*INFORMATION SHOWN*.

= = = = = = =

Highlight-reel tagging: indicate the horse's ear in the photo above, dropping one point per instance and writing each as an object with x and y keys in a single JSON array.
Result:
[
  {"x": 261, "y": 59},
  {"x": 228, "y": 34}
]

= = = = = = =

*EXERCISE DESCRIPTION*. Rewrite the listing above, substituting "horse's eye" for "horse's ear" and leaving every other line and character as it is.

*WRITTEN ANSWER*.
Highlight-reel tagging: indicate the horse's eye in the photo above, dropping one point per instance and writing each as an object with x and y keys in a single JSON array.
Result:
[
  {"x": 261, "y": 59},
  {"x": 228, "y": 34}
]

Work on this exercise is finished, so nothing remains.